▶ [Aim A] According to the Karmada post, how many containers are deployed on ICBC's container cloud?

▶ [Document segment]
Karmada: Multi-cluster Management with an Ocean of Nodes

Posted on March 22, 2022 by Kevin Wang, Shen Yifan

CNCF projects highlighted in this post

Guest post by Kevin Wang, Huawei and Shen Yifan, Commercial Bank of China

In terms of multi-cluster management, Industrial and Commercial Bank of China (ICBC) found a new way to do it efficiently, that is, using Karmada. At KubeCon 2021, Kevin Wang from Huawei Cloud and Shen Yifan from ICBC shared how they managed it.

Construction of ICBC Cloud Platform

ICBC cloud services support the running of many applications, including online activities in holidays, core service applications; MySQL, Redis and other technical support applications; and the ones in blockchain, AI and some new technical fields.
ICBC has been developing a customized cloud platform based on mainstream open-source projects, ensuring overall independence and controllability.
It is also the largest container cloud of its kind in the industry, with more than 280 thousand containers deployed.

Business Requirements and Cloud Native Infrastructure

ICBC services run with specific requirements and on a large-scale cloud native infrastructure.

There are four typical requirements, namely, high availability (HA) deployment, cross-cluster auto scaling, cross-cluster scheduling, and a specific dependency on Kubernetes versions.

Here’s how ICBC’s cloud native infrastructure is running now.

High requirements on the reliability of a single cluster. The number of nodes in a single cluster is less than 2,000 to reduce the fault domain of a cluster.
Rapid growing of resource pools as services are migrated to the cloud. New and core applications have been developed or running in the cloud, and existing applications are being migrated.
Production-level heterogeneous clusters. ICBC services depend on specific Kubernetes versions, and we are using a large number of heterogeneous CNIs, CSIs, and some heterogeneous underlying hardware.
Banking services are distributed in multiple regions, centers, and clouds. ICBC cloud services run in the headquarter, branch, and ecosystem clouds. In terms of fault domains, geo-redundancy data centers are constructed, and there is a finer-grained division of multiple fault domains in each data center.

For now, the number of Kubernetes clusters in ICBC has reached more than 100. They are managed by the container cloud platform in a unified manner. However, we also face the following four problems.

Limited availability. A Kubernetes cluster is also a fault domain, so automatic recovery across fault domains is required.
Limited resources. Only application scheduling and auto scaling are available only to single clusters.

Source data
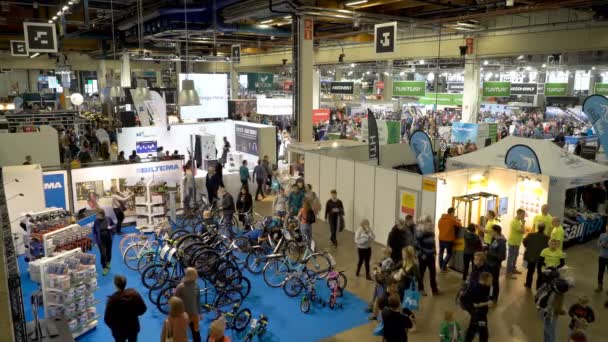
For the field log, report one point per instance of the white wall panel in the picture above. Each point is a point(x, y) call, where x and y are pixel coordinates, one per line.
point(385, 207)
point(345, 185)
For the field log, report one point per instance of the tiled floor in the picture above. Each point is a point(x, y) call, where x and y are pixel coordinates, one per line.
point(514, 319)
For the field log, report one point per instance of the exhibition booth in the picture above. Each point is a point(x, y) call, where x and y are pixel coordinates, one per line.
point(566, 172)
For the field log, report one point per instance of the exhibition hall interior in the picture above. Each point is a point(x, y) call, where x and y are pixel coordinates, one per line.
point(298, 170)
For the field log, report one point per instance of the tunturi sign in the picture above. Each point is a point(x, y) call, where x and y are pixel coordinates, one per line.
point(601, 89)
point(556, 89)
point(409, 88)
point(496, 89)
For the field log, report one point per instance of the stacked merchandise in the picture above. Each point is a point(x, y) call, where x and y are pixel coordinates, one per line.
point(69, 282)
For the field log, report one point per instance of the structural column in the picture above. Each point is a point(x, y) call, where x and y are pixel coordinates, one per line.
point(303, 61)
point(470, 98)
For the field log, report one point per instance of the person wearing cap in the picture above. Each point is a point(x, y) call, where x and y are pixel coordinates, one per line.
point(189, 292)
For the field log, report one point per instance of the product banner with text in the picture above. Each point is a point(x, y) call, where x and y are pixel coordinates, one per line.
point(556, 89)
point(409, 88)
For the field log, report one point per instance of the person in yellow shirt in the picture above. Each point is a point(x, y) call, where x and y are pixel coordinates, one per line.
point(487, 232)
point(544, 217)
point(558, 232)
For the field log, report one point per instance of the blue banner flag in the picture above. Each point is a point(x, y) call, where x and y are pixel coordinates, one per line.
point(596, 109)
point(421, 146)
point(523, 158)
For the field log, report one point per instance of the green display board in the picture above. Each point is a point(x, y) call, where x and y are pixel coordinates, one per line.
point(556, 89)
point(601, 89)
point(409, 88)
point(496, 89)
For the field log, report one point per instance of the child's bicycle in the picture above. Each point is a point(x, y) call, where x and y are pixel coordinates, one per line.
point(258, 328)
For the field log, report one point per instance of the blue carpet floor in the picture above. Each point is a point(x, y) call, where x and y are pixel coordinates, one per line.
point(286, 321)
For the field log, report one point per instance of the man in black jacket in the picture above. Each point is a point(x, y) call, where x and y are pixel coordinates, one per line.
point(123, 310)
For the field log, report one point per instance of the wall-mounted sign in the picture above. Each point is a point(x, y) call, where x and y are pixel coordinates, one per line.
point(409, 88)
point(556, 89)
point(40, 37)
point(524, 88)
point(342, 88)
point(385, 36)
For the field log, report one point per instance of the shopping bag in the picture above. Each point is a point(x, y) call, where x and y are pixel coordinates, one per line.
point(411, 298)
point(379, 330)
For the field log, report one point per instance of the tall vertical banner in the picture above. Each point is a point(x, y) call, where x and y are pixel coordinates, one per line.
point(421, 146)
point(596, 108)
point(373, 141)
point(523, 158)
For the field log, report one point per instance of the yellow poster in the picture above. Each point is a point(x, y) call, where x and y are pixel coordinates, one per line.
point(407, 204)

==

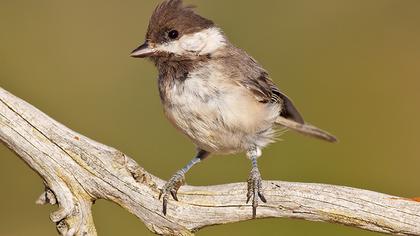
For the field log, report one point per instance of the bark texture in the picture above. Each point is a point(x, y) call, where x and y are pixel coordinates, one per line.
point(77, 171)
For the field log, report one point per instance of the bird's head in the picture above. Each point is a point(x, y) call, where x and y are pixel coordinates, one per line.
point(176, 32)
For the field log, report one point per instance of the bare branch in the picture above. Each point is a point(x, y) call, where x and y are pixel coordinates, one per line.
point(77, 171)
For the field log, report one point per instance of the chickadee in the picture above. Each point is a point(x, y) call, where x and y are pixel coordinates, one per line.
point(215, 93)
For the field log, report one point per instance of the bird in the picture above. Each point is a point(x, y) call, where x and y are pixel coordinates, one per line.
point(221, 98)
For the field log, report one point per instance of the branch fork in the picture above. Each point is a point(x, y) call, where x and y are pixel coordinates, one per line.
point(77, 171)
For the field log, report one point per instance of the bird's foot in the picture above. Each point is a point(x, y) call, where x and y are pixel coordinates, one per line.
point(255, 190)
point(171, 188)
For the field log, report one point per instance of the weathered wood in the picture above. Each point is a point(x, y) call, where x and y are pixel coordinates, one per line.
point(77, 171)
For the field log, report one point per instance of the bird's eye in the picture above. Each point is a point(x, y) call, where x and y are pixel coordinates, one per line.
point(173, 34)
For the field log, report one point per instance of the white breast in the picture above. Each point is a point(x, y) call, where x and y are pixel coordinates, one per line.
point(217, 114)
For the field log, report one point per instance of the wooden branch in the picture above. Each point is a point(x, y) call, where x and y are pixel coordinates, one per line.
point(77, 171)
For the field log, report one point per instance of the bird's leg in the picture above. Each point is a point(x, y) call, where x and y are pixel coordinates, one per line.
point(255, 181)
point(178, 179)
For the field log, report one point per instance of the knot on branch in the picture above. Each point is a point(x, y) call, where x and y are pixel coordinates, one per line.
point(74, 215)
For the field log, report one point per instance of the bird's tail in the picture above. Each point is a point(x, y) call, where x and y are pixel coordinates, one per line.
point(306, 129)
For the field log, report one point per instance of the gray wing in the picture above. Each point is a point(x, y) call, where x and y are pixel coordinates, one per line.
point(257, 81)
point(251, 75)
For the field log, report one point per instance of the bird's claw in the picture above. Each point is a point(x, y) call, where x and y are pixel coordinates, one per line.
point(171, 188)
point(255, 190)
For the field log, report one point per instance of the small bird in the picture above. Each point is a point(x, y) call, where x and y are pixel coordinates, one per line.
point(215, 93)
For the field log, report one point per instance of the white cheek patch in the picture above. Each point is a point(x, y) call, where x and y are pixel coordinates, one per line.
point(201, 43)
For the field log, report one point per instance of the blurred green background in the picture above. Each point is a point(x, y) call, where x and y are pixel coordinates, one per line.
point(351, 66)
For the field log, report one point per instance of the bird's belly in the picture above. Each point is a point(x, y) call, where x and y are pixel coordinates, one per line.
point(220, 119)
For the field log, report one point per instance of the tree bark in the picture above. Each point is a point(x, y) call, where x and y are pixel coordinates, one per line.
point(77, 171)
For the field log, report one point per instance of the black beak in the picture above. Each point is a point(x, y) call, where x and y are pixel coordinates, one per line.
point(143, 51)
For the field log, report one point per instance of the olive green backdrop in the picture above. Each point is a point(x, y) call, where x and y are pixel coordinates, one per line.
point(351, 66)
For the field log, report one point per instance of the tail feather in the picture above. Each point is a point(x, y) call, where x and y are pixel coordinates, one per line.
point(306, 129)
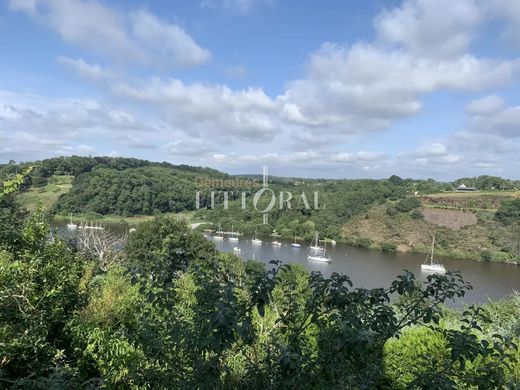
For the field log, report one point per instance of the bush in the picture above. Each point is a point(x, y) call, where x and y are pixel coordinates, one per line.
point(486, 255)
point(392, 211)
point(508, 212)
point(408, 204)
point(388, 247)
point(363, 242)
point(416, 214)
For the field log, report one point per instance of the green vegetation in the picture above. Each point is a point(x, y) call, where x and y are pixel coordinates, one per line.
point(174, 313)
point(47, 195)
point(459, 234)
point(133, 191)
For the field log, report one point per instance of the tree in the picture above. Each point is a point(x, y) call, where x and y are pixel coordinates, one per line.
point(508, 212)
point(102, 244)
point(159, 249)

...

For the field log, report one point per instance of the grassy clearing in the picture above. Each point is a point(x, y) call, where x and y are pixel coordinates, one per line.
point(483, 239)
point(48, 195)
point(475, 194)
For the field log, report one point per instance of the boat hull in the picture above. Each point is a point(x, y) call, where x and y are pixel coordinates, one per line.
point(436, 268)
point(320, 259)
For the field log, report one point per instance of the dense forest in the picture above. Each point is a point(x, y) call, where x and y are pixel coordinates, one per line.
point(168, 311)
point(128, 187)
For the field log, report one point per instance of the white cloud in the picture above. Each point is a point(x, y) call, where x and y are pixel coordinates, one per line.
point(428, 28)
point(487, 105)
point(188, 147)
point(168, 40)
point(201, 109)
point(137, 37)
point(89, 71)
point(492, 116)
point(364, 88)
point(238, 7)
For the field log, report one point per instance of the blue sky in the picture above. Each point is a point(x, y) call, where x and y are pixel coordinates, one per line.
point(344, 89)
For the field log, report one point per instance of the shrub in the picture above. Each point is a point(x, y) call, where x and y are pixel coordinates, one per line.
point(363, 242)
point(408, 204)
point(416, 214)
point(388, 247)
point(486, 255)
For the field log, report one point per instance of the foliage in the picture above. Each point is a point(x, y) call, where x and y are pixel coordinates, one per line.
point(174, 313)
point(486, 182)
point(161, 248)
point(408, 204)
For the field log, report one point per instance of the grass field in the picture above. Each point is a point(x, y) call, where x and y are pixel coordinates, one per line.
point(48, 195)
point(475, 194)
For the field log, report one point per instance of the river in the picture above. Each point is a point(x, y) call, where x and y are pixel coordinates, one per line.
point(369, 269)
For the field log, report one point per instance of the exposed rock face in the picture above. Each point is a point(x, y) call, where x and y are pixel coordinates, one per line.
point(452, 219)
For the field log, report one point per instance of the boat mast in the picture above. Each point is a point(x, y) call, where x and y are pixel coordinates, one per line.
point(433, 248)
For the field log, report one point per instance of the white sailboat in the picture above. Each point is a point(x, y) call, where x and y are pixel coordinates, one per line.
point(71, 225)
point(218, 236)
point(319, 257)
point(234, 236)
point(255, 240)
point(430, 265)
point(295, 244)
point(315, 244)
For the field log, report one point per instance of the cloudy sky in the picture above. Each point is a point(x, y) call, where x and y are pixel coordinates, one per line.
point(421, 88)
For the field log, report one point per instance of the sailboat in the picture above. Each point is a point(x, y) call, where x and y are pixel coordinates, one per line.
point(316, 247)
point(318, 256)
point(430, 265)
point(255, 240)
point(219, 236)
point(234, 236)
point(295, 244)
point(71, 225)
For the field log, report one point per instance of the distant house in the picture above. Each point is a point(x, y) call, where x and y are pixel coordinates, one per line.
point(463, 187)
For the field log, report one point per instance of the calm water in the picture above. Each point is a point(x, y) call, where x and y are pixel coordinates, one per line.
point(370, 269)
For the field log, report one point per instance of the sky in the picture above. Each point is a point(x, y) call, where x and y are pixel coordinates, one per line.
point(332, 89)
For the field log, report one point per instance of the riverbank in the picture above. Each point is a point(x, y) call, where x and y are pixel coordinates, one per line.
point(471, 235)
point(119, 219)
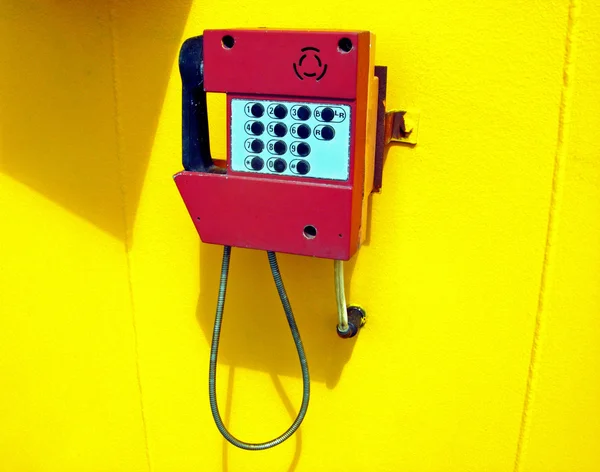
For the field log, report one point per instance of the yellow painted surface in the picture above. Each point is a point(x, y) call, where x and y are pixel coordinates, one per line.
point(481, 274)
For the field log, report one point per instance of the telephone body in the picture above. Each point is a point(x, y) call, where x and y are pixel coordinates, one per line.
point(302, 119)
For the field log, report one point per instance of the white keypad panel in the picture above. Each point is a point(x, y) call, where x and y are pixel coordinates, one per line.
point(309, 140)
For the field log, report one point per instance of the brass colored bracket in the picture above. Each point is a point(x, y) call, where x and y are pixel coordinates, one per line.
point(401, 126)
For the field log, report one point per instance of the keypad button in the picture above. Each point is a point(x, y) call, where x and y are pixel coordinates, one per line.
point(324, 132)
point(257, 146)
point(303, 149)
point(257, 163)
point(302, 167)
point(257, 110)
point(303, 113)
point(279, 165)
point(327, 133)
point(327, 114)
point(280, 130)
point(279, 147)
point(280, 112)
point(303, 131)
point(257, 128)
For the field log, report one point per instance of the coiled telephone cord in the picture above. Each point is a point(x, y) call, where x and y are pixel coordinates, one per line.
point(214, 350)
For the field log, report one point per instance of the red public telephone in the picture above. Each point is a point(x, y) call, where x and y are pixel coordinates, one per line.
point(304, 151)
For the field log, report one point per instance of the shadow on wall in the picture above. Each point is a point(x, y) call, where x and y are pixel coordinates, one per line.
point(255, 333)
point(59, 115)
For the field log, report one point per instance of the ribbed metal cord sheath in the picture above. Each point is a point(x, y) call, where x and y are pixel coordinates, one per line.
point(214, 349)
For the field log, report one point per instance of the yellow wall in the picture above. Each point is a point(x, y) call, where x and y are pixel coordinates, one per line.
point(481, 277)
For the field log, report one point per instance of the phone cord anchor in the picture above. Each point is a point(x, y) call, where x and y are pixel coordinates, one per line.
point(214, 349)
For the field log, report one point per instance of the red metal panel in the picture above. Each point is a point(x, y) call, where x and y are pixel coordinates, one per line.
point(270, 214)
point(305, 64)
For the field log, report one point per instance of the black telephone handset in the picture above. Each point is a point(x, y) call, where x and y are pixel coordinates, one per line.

▶ [Aim B] Express the listing lines from the line containing "of the child's" to the line containing "point(123, 310)", both included, as a JSON list of strings with one string per line and blank lines left out.

▶ [Task answer A] More than 280 thousand containers.

▶ [Task answer B]
[
  "For the field log, report one point per instance of the child's bicycle in the picture above. Each point is a point(x, y) call, where x and y are pixel coordinates, one per line.",
  "point(258, 328)",
  "For the field log, report one point per instance of the blue carpet floor in the picture above. Each point is a point(x, y) call, where x and y are pixel coordinates, one per line.",
  "point(286, 321)",
  "For the field log, report one point per instance of the man in black jacket in the picture above. Each point is a point(x, y) call, where x and y are pixel coordinates, one per line.",
  "point(123, 310)"
]